(Items contained in a dataset)
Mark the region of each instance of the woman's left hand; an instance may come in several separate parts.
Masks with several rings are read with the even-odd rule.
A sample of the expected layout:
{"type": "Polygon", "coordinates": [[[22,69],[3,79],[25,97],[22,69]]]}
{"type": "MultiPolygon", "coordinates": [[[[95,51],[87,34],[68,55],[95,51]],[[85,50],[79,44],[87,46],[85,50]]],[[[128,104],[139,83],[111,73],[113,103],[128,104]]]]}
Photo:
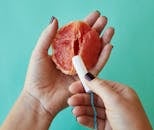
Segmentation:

### Exercise
Please recast every line of the items above as a Markdown table with the columns "Row" and "Line," numbering each row and skipping blank lines. Leave the pictures out of the table.

### Correct response
| Row | Line |
|---|---|
| 1 | Mark the region of each instance of the woman's left hand; an instance may come in several separate parts. |
| 2 | Masks with several rings are read with the even-odd rule. |
| 3 | A sample of the expected layout: |
| 4 | {"type": "Polygon", "coordinates": [[[22,69],[3,79],[25,97],[22,69]]]} |
| 5 | {"type": "MultiPolygon", "coordinates": [[[[95,51],[87,34],[68,55],[95,51]],[[85,50],[79,44],[87,46],[85,50]]],[[[128,104],[139,83],[111,73],[113,103],[128,104]]]]} |
| 6 | Photo: |
| 7 | Segmentation: |